# [Raw data]

================================

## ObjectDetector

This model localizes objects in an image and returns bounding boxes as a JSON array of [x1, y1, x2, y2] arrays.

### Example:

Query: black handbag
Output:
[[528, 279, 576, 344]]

================================

# [How to complete this task]
Return all of the data precisely as it appears.

# [Finished task]
## ObjectDetector

This model localizes objects in an image and returns bounding boxes as a JSON array of [x1, y1, x2, y2] arrays.

### Example:

Query: black handbag
Output:
[[528, 279, 576, 344]]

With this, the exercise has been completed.